## RECORD EXTRACTS
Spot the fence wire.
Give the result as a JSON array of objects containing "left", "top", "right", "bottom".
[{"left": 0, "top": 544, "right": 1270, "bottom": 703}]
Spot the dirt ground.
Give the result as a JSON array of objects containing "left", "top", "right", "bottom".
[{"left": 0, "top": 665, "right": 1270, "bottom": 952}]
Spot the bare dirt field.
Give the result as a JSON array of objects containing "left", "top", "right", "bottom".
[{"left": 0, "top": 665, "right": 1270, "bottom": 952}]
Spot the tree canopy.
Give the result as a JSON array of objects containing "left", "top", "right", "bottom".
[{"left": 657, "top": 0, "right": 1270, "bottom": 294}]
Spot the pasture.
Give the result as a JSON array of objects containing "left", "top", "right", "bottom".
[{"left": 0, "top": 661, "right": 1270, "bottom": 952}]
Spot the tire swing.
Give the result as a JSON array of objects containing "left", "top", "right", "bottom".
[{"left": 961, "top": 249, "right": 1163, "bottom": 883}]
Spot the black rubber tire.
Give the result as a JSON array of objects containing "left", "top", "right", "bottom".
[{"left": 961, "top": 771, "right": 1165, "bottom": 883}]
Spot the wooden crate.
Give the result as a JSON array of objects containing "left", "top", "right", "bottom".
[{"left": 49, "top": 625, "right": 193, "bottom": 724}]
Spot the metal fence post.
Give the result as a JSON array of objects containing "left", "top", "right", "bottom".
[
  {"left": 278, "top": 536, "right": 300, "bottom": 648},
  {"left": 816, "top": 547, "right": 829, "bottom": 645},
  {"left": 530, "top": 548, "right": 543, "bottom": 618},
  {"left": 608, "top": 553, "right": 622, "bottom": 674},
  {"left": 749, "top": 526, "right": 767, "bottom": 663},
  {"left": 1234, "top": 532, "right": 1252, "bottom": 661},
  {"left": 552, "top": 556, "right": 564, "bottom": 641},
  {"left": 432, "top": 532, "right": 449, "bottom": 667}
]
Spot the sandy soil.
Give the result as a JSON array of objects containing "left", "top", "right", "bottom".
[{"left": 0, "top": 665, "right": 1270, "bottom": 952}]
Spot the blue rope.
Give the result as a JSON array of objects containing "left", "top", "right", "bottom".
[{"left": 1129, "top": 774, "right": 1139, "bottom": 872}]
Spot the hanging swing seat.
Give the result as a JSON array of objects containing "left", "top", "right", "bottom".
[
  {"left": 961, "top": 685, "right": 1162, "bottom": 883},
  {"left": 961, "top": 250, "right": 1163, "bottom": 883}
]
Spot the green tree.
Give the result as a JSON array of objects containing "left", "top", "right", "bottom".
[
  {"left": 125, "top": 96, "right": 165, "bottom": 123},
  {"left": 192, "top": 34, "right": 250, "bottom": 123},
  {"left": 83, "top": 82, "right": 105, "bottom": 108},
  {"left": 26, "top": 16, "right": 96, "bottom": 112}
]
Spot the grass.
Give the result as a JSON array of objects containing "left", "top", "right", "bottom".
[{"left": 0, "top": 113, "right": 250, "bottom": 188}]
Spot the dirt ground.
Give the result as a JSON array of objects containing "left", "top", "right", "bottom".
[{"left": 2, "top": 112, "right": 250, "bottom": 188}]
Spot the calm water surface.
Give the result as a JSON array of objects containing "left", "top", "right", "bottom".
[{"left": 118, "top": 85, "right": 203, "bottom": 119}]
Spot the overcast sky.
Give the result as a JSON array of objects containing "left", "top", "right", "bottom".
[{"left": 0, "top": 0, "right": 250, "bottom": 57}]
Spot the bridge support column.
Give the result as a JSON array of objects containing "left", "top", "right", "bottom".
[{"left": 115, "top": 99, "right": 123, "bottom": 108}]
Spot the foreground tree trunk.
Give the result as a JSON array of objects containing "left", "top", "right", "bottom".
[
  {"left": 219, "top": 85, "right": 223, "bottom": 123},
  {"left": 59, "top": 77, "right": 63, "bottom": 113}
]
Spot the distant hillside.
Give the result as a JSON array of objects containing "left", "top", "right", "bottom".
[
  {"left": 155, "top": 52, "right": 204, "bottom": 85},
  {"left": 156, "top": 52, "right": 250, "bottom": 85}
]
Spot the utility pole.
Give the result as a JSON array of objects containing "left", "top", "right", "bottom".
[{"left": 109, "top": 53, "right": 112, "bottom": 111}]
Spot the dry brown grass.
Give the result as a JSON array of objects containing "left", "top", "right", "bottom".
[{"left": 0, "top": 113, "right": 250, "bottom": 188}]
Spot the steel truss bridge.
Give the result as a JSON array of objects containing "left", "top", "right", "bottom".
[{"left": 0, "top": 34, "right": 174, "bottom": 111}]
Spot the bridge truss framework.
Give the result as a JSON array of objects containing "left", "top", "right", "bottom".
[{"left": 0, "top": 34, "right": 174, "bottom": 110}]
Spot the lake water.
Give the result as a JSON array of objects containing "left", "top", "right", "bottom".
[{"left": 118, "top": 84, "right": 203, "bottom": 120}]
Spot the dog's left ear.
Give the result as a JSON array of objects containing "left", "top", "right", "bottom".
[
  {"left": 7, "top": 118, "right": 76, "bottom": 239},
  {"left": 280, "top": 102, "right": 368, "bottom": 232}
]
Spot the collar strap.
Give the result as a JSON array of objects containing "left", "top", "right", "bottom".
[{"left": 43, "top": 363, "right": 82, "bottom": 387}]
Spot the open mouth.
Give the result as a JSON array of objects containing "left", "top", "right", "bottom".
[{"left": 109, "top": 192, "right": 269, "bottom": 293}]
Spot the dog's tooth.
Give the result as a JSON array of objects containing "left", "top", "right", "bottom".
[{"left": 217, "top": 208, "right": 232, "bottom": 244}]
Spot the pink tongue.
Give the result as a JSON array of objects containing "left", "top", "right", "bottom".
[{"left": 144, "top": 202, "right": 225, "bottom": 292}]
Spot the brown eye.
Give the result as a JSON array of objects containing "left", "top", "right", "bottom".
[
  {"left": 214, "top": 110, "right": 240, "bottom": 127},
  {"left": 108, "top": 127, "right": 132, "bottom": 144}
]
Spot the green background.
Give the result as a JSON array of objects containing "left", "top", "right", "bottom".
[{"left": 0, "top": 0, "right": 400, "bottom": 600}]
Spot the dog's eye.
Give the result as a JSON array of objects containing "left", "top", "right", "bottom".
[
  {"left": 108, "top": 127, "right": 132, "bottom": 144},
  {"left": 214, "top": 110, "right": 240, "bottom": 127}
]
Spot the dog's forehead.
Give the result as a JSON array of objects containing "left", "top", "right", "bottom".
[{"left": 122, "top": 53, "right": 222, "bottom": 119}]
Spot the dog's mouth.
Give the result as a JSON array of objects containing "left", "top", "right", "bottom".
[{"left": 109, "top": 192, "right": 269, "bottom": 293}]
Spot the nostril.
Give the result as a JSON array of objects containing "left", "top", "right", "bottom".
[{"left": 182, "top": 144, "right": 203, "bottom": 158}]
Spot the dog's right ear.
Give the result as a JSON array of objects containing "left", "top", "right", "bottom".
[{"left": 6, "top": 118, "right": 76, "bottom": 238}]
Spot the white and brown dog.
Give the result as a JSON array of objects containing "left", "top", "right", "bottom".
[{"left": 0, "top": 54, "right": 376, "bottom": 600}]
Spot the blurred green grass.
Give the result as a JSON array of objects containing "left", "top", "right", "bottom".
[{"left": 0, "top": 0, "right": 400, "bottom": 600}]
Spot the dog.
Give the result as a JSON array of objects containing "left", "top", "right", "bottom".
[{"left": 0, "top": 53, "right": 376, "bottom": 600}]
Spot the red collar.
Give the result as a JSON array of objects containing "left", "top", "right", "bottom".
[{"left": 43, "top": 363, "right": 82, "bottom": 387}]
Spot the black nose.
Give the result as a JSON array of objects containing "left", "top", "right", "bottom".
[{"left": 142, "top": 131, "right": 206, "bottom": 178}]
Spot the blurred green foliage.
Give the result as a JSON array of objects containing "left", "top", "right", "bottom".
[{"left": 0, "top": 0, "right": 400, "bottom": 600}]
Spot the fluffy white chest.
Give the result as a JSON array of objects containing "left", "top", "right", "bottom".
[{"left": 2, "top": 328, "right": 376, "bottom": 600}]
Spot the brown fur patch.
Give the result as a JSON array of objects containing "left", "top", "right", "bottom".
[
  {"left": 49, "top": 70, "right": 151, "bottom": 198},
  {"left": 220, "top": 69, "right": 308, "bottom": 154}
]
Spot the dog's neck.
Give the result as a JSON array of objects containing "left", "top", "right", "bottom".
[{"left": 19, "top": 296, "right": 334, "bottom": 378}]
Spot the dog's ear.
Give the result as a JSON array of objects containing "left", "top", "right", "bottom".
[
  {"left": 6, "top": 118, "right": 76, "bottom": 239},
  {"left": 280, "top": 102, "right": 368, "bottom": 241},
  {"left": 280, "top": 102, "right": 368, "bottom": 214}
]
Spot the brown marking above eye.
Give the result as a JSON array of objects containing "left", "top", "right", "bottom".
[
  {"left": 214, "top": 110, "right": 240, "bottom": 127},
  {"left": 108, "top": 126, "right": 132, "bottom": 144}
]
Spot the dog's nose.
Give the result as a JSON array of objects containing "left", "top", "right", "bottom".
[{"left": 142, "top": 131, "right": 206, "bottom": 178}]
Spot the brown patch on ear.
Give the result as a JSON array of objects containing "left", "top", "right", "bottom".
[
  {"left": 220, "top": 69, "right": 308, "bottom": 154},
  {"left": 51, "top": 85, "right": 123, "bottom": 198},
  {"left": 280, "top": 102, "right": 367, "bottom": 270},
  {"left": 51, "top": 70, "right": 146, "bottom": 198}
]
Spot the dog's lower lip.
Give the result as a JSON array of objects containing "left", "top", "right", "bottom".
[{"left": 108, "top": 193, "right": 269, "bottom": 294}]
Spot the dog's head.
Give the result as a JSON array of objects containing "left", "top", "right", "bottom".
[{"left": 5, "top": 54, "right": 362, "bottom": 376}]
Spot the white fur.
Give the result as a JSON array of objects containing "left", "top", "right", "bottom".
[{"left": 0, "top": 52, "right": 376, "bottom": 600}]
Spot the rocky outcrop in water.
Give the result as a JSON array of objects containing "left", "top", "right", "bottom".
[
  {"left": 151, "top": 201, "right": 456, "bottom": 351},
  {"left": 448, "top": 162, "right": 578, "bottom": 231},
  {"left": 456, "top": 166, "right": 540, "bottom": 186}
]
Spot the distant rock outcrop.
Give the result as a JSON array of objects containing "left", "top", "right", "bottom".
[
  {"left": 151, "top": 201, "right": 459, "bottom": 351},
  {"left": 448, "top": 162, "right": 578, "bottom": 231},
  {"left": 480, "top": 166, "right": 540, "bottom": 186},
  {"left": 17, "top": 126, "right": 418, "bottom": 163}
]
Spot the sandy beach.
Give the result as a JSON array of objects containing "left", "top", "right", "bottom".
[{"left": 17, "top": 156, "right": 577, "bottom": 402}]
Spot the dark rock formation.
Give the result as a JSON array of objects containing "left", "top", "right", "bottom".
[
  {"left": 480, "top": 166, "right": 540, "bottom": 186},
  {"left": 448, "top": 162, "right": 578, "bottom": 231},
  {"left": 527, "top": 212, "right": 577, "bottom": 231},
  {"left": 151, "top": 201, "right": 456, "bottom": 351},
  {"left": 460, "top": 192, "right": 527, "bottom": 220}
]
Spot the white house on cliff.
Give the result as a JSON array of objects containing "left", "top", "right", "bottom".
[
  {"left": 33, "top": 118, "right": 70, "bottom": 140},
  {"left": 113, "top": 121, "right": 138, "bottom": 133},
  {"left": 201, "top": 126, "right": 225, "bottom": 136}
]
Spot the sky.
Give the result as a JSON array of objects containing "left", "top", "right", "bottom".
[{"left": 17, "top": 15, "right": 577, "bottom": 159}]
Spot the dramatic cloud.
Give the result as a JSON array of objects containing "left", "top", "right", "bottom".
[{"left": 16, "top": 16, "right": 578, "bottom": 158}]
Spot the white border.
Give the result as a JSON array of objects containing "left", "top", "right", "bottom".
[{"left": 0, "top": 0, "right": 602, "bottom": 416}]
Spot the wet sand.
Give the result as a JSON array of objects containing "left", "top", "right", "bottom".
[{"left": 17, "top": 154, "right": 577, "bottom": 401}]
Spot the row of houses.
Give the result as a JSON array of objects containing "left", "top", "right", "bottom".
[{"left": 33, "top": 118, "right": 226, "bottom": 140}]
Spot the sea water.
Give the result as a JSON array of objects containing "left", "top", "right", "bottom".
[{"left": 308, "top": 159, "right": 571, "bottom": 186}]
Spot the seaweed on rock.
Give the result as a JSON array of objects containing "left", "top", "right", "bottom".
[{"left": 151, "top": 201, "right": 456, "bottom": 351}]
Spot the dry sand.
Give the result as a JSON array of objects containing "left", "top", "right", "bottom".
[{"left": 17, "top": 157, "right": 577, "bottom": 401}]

## EXERCISE AIM
Output the lines from the line containing "Spot the sky." to the end, both included; add nothing.

## EXERCISE ANSWER
Spot the sky.
Give the result as a JSON array of objects containing "left", "top", "right", "bottom".
[{"left": 17, "top": 15, "right": 577, "bottom": 159}]
Spot the dramatic cloud.
Give the result as a JSON array of objects containing "left", "top", "right", "bottom".
[{"left": 16, "top": 16, "right": 578, "bottom": 158}]
Spot the white border.
Give the result as a JSON array of objects containing "left", "top", "right", "bottom".
[{"left": 0, "top": 0, "right": 602, "bottom": 416}]
Spot the wet sand.
Give the result as a JSON array of objects containing "left", "top", "right", "bottom".
[{"left": 17, "top": 154, "right": 577, "bottom": 401}]
Spot the row of houses.
Give the result as a JSON array of objects containing "left", "top", "right", "bottom".
[{"left": 33, "top": 118, "right": 226, "bottom": 140}]
Spot the sea water.
Give the result as a JSON array of objects containing "left", "top", "right", "bottom".
[{"left": 308, "top": 159, "right": 571, "bottom": 186}]
Spot the seaweed on rock.
Give the result as a JSON array of objects containing "left", "top", "right", "bottom".
[{"left": 151, "top": 201, "right": 456, "bottom": 351}]
Spot the dry sand.
Give the result as a JSON array of objects containing "left", "top", "right", "bottom".
[{"left": 17, "top": 157, "right": 577, "bottom": 401}]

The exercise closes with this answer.